### Kutipan
┌──

Kementerian Energi dan Sumber Daya Mineral (ESDM) bekerja sama penuh dengan IEA dalam menyusum Peta Jalan Net Zero Energy 2060, Sektor Energi Indonesia. Kedua belah pihak juga menandatangani dokumen tersebut di hadapan peserta sidang Energy Transitions Ministerial Meeting (ETMM), yang berlangsung di Bali, Jumat (2/9).
“Sejumlah aksi mitigasi telah diidentifikasi, yaitu pengembangan energi terbarukan besar-besaran yang sebagian besar berfokus pada tenaga surya, hidro dan panas bumi. Kedua, pengurangan bertahap pembangkit listrik tenaga batu bara. Ketiga penggunaan teknologi emisi rendah dan juga penangkapan karbon,” kata Menteri ESDM Arifin Tasrif, dalam penandatanganan kesepakatan bersama IEA itu.
Langkah keempat adalah penggunaan lebih banyak peralatan listrik dan perpindahan menuju kendaraan listrik. Upaya kelima, pemanfaatan peralatan hemat energi untuk industri transportasi dan sektor bangunan, serta penggunaan sumber energi seperti nuklir dan hidrogen.
“Sebagai bagian dari upaya itu, pembangkit listrik yang dibangun setelah 2030 hanya akan menggunakan energi baru dan terbarukan. Mulai tahun 2035, pembangkit listrik akan didominasi oleh berbagai variabel energi terbarukan, sedangkan pembangkit listrik tenaga nuklir, akan masuk dalam sistem ini, pada awal tahun 2040,” tambah Arifin.
Karena membutuhkan investasi dan dukungan finansial yang sangat besar, Indonesia mendorong kerja sama antarnegara guna memastikan transisi energi berjalan realistis.
“Dalam meningkatkan teknologi dan Inovasi, kita memiliki tantangan yang sama, yaitu membuat teknologi energi bersih dan rendah karbon, lebih mudah diakses, dan terjangkau,” kata Afirin, sambil menekankan bahwa riset dan peran perusahaan teknologi akan sangat penting.

└──

### Catatan yang Disediakan

┌──

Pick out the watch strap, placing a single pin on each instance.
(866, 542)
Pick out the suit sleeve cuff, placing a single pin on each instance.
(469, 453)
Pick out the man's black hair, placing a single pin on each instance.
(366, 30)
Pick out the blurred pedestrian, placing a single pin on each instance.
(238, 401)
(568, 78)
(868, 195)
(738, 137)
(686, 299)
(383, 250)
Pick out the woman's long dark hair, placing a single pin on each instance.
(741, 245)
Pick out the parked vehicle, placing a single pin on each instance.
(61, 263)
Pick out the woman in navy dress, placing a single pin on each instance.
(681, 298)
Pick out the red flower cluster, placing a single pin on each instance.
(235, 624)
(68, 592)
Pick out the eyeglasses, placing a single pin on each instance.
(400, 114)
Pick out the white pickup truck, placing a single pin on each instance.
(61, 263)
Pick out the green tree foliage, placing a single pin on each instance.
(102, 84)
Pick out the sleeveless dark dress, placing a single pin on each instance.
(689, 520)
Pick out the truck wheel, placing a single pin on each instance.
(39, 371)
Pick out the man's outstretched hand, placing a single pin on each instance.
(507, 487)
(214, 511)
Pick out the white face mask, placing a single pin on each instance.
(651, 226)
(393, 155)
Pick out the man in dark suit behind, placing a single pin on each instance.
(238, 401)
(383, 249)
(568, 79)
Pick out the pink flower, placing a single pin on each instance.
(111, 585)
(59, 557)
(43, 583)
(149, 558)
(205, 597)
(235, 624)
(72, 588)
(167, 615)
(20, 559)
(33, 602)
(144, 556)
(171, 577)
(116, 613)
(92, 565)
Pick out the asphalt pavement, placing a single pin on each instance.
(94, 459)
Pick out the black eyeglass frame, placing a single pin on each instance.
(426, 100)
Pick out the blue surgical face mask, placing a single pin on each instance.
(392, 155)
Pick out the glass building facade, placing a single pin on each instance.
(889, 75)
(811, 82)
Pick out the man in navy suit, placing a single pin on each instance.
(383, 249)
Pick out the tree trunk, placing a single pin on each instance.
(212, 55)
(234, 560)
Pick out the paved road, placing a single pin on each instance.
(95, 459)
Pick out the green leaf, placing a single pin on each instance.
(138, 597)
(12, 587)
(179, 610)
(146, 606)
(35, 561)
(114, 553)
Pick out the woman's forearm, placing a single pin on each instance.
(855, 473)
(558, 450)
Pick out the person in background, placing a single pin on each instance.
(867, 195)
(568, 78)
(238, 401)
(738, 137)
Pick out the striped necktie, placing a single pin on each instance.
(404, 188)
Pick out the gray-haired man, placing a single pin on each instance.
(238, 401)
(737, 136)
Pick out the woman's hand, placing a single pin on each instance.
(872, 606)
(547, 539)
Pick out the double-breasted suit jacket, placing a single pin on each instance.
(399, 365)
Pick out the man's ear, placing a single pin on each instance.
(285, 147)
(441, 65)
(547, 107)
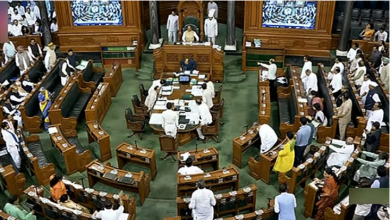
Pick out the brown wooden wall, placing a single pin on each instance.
(91, 38)
(166, 7)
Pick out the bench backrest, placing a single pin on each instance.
(70, 99)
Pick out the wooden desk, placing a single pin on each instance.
(73, 161)
(240, 146)
(114, 78)
(140, 156)
(12, 180)
(89, 199)
(243, 201)
(262, 169)
(98, 104)
(96, 172)
(97, 134)
(168, 57)
(202, 159)
(216, 181)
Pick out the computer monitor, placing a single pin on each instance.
(184, 78)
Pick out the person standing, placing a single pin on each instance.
(344, 113)
(285, 204)
(271, 76)
(23, 60)
(302, 140)
(285, 160)
(202, 202)
(45, 103)
(172, 27)
(170, 120)
(51, 57)
(12, 142)
(211, 27)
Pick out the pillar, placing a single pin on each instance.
(154, 25)
(345, 31)
(231, 26)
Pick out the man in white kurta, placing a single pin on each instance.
(170, 121)
(340, 155)
(376, 115)
(189, 169)
(151, 98)
(307, 65)
(207, 96)
(12, 143)
(312, 82)
(268, 138)
(172, 27)
(211, 27)
(202, 202)
(204, 115)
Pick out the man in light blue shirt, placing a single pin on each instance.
(285, 204)
(302, 140)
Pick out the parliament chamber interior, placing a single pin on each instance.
(147, 110)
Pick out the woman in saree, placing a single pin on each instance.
(329, 194)
(45, 102)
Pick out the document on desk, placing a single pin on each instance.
(196, 90)
(156, 119)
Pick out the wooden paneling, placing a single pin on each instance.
(166, 7)
(91, 38)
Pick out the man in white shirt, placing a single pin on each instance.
(12, 143)
(205, 117)
(16, 29)
(30, 17)
(170, 120)
(54, 26)
(189, 35)
(381, 35)
(307, 65)
(312, 82)
(212, 5)
(207, 96)
(340, 155)
(109, 213)
(376, 115)
(363, 90)
(211, 27)
(271, 76)
(336, 83)
(189, 169)
(151, 98)
(23, 60)
(202, 202)
(268, 137)
(172, 27)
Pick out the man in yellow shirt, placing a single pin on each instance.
(285, 160)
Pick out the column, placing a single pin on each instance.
(154, 25)
(231, 26)
(345, 31)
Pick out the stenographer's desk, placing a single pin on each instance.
(183, 135)
(168, 57)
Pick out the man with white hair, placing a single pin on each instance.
(211, 27)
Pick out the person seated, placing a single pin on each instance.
(368, 167)
(189, 35)
(285, 159)
(57, 187)
(340, 155)
(66, 202)
(189, 168)
(14, 210)
(187, 65)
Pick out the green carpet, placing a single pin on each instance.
(241, 108)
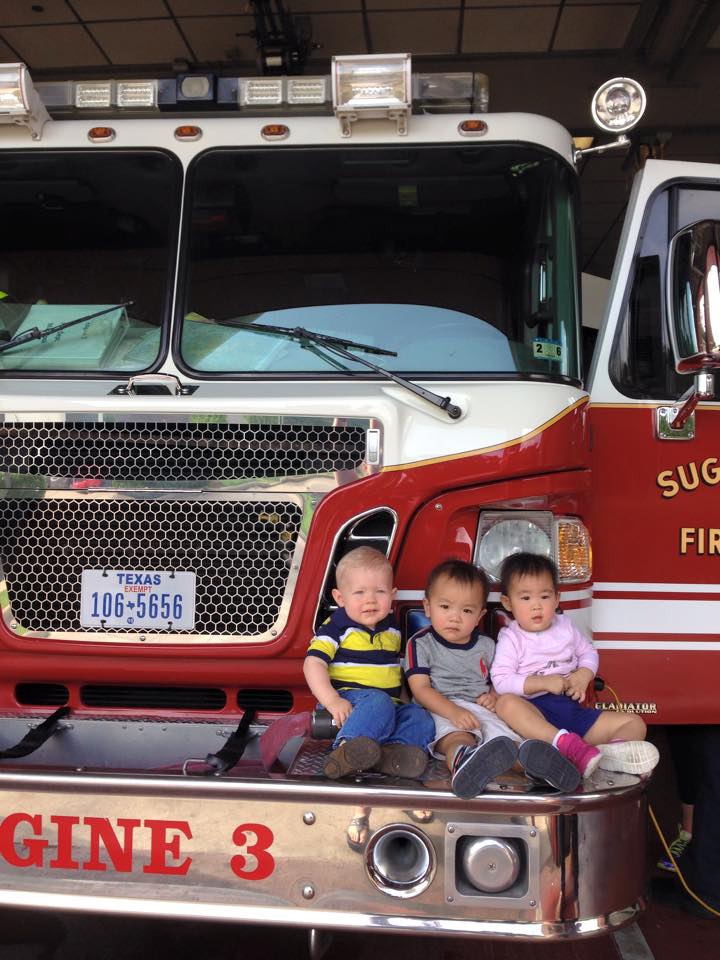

└──

### Yang Perlu Dilakukan
(A) Terjemahkan kalimat dari kutipan tentang peta jalan energi ini ke dalam bahasa Inggris: "Karena membutuhkan investasi dan dukungan finansial yang sangat besar, Indonesia mendorong kerja sama antarnegara guna memastikan transisi energi berjalan realistis."
(B) Tampilkan bagian kutipan tentang peta jalan energi, semuanya mulai dari "Langkah keempat adalah" terus sampai "nuklir dan hidrogen.", tanpa mengubah satu huruf pun.
Catatan di atas diambil dari sumber yang berbeda.

### Hasil Tiap Tugas
(A) Because it requires very large investment and financial support, Indonesia is encouraging cooperation between countries to ensure that the energy transition proceeds realistically.

(B)
Langkah keempat adalah penggunaan lebih banyak peralatan listrik dan perpindahan menuju kendaraan listrik. Upaya kelima, pemanfaatan peralatan hemat energi untuk industri transportasi dan sektor bangunan, serta penggunaan sumber energi seperti nuklir dan hidrogen.